++++ Data for this task ++++

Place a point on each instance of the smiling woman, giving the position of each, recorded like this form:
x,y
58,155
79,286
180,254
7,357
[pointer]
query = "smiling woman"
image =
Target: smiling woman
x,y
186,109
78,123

++++

▸ **Task prompt**
Reproduce the entries above in full, verbatim.

▸ **Answer for the task**
Place a point on each instance of the smiling woman, giving the position of each, recorded like this form:
x,y
58,155
79,286
180,254
7,357
[pointer]
query = "smiling woman"
image =
Target: smiling woman
x,y
186,109
78,123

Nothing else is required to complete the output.